__TASK BRIEF__. What follows is a set of records, each of which is to be written out exactly.

__Records__.
_ _ _

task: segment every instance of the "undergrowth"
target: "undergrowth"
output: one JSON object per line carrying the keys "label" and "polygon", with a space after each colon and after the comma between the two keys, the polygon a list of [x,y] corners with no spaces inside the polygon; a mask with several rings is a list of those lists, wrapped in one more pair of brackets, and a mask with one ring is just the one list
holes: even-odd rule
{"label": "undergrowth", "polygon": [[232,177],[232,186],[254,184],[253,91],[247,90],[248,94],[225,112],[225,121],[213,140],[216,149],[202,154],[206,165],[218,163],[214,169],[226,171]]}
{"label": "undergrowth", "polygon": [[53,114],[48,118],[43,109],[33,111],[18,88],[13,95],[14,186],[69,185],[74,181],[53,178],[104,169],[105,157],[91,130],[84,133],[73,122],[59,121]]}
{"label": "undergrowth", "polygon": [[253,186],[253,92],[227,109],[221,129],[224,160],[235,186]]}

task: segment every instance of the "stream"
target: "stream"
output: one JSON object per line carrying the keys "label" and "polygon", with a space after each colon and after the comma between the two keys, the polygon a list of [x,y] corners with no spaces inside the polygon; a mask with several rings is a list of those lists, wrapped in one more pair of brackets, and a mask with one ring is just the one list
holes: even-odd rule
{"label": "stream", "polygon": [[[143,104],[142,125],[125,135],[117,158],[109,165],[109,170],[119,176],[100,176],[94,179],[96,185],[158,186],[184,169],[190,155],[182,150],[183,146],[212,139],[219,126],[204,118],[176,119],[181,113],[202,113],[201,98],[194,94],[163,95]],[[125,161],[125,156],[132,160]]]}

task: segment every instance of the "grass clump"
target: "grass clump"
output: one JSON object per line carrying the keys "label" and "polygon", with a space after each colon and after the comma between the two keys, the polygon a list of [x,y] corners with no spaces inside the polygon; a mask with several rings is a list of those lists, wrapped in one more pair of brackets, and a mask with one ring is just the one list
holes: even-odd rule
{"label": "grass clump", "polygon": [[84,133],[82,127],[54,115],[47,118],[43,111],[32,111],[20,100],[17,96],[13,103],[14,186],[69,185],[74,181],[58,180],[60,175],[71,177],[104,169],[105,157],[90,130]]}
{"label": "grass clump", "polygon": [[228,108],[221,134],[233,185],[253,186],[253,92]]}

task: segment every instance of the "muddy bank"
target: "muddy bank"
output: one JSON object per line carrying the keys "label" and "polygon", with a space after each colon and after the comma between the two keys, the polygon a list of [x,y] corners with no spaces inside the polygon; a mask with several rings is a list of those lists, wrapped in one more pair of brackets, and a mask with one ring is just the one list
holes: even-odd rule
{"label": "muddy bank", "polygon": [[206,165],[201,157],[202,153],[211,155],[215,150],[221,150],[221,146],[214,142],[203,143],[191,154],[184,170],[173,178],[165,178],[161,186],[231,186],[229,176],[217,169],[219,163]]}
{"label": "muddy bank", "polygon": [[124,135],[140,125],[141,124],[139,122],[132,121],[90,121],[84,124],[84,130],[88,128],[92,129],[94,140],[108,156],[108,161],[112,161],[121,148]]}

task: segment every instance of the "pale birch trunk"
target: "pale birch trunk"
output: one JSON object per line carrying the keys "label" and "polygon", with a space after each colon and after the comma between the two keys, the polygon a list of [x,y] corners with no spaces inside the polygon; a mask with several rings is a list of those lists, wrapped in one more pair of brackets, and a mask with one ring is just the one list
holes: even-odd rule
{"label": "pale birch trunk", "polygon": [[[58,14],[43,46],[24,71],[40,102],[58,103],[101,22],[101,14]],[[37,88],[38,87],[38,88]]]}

_ _ _

__COMPLETE OUTPUT__.
task: segment every instance of the "undergrowth"
target: "undergrowth"
output: one JSON object per line carrying the keys "label" and "polygon", with a space after each colon and after the comma between the two keys, the polygon a list of [x,y] corners with no spaces inside the polygon; a mask with several rings is a list of those lists, wrapped in one more pair of brackets, and a mask with one ring is just the one list
holes: even-odd rule
{"label": "undergrowth", "polygon": [[232,177],[232,186],[254,184],[253,91],[247,90],[248,94],[225,112],[225,121],[213,140],[216,149],[202,154],[206,165],[218,163],[214,169],[226,171]]}
{"label": "undergrowth", "polygon": [[53,114],[48,118],[43,109],[33,111],[18,88],[13,95],[14,186],[69,185],[74,181],[53,178],[104,169],[105,157],[91,130],[84,133],[73,122],[59,121]]}
{"label": "undergrowth", "polygon": [[253,186],[253,92],[227,109],[221,129],[224,160],[235,186]]}

task: segment every instance of the "stream"
target: "stream"
output: one JSON object per line carrying the keys "label" and "polygon", with a space after each colon and after the comma between the two keys, the polygon a list of [x,y] corners with no spaces inside the polygon; a mask with several rings is a list of those lists, wrapped in one more pair of brackets, and a mask with one ring is just the one list
holes: even-odd rule
{"label": "stream", "polygon": [[[143,104],[142,125],[125,135],[117,158],[109,165],[109,170],[119,176],[100,176],[94,179],[96,185],[158,186],[184,169],[190,155],[182,150],[183,146],[212,139],[219,126],[204,118],[176,119],[181,113],[202,113],[201,98],[194,94],[163,95]],[[125,161],[125,156],[132,160]]]}

task: segment every instance of the "grass clump"
target: "grass clump"
output: one JSON object per line carrying the keys "label" and "polygon", with a space after each colon and after the comma between the two keys, the polygon a list of [x,y] corners with no spaces inside the polygon; a mask with several rings is a list of those lists, wrapped in one more pair of brackets, and a mask with one ring is just the one list
holes: even-odd rule
{"label": "grass clump", "polygon": [[84,133],[82,127],[54,115],[47,118],[43,111],[32,111],[20,100],[17,96],[13,103],[14,186],[69,185],[74,181],[58,180],[60,175],[71,177],[104,169],[105,157],[90,130]]}
{"label": "grass clump", "polygon": [[228,108],[221,134],[233,185],[253,186],[253,92]]}

task: segment every instance of the "muddy bank"
target: "muddy bank"
output: one JSON object per line carrying the keys "label" and "polygon", with a space after each colon and after the comma between the two keys, the polygon a list of [x,y] corners with no spaces inside the polygon; a mask with several rings is a list of those lists, wrapped in one more pair of brackets, and a mask with one ring is just the one list
holes: even-odd rule
{"label": "muddy bank", "polygon": [[206,165],[201,157],[202,153],[211,155],[215,150],[221,150],[221,146],[214,142],[203,143],[191,154],[184,170],[173,178],[165,178],[161,186],[231,186],[229,176],[217,169],[219,163]]}
{"label": "muddy bank", "polygon": [[124,135],[140,125],[141,124],[139,122],[132,121],[90,121],[84,124],[84,130],[88,128],[92,129],[94,140],[108,156],[108,161],[112,161],[121,148]]}

task: segment every instance of the "pale birch trunk"
target: "pale birch trunk"
output: one JSON object per line carrying the keys "label" and "polygon", with a space after each colon and after the comma between the two keys, the polygon a list of [x,y] corners with no spaces inside the polygon; a mask with several rings is a list of those lists, wrapped in one more pair of brackets, and a mask with one ring is just the one list
holes: even-odd rule
{"label": "pale birch trunk", "polygon": [[[58,14],[43,46],[24,71],[40,102],[58,103],[101,22],[101,14]],[[37,88],[38,87],[38,88]]]}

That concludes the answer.